__Set exercise__
Can you write out again the part of the entries that opens with the line containing "Hi annotator — for this image, please outline every front door" and closes with the line containing "295;422;540;475", substituting "partially visible" for "truncated" throughout and leaving everything else unchanged?

# Dataset rows start

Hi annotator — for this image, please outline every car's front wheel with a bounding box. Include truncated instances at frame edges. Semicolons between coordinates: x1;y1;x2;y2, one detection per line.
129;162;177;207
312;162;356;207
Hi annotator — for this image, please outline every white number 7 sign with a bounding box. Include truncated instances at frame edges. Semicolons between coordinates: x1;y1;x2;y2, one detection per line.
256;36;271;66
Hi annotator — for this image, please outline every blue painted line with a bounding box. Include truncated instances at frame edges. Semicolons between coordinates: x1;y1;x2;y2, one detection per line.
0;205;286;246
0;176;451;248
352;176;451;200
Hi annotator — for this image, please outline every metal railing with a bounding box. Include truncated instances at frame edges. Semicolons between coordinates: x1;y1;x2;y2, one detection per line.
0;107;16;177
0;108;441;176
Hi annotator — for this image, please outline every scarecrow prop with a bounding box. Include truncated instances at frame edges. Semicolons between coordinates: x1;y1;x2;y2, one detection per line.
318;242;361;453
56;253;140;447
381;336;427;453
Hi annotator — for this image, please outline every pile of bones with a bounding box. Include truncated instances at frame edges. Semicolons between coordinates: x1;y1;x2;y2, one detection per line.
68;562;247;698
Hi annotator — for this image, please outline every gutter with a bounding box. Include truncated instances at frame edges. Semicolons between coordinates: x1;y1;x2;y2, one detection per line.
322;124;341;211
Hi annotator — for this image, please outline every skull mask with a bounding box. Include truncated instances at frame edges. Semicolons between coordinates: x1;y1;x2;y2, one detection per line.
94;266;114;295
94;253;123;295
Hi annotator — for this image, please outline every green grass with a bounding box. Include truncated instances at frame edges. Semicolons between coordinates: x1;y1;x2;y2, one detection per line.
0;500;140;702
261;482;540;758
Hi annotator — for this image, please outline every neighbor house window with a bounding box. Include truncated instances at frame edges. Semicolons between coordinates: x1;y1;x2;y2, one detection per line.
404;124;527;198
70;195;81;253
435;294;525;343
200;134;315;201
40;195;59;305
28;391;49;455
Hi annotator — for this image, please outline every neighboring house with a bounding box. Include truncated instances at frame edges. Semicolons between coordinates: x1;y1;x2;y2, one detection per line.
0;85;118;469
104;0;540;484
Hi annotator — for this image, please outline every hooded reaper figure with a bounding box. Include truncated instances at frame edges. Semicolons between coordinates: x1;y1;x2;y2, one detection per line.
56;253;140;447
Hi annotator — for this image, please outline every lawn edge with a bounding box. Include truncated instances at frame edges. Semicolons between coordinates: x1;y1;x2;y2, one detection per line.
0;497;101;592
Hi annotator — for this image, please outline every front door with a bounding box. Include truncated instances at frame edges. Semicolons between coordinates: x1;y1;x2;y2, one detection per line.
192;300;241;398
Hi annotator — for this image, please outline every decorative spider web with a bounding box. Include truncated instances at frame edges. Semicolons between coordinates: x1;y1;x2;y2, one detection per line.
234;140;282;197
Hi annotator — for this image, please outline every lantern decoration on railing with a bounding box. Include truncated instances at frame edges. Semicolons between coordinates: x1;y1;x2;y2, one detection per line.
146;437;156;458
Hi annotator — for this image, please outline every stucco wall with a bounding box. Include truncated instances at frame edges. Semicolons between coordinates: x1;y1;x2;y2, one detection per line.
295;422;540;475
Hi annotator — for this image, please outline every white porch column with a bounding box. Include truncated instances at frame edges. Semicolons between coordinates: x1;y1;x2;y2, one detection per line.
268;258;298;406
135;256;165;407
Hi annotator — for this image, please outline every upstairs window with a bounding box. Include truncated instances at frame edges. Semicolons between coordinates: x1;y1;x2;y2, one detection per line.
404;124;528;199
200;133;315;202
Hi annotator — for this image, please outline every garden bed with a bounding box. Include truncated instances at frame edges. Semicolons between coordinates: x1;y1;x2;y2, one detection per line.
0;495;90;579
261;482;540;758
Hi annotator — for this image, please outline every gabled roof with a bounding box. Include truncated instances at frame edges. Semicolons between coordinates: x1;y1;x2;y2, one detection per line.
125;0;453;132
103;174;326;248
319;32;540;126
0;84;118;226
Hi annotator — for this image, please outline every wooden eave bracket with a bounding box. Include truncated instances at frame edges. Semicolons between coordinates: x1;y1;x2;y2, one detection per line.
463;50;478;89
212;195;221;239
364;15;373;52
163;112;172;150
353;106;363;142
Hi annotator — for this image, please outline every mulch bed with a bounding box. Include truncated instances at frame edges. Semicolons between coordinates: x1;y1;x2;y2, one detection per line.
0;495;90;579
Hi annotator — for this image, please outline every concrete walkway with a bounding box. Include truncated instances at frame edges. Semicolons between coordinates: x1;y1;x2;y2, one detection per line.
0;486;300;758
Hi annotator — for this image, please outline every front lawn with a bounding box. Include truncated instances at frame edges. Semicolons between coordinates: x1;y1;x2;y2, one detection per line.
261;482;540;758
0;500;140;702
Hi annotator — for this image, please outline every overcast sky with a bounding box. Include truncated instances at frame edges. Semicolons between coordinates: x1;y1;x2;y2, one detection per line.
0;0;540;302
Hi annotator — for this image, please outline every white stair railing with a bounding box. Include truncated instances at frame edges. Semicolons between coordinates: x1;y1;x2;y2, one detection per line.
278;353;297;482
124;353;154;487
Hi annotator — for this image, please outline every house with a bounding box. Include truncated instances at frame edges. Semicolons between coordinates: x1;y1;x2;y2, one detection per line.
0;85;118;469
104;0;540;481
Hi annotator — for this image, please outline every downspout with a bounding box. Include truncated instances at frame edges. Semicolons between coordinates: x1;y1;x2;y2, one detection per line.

# Dataset rows end

__Worked answer__
Hi annotator — for this image, please outline every front door with a bounding box. Include partially visible instances at frame edges. Semicolons between coordinates: x1;y1;x2;y2, one detection per line.
192;300;241;398
Hi annotator — for this image, please outline every decorative spider web with a bounding box. Include partially visible instances at frame edges. Semicolons between coordinates: x1;y1;x2;y2, one detection per line.
234;140;282;197
Hi annotator — for this image, please outline every lantern decoration on railing with a bounding box. Include partially visible instances at frame edges. Semicolons between coordinates: x1;y1;x2;y2, one detection per line.
146;437;156;458
Hi annotator — for this image, please outline every stucco wall with a bounding box. Include partially visible instances at frame edges. Semicolons between coordinates: x1;y1;x2;y2, one detection per line.
295;422;540;475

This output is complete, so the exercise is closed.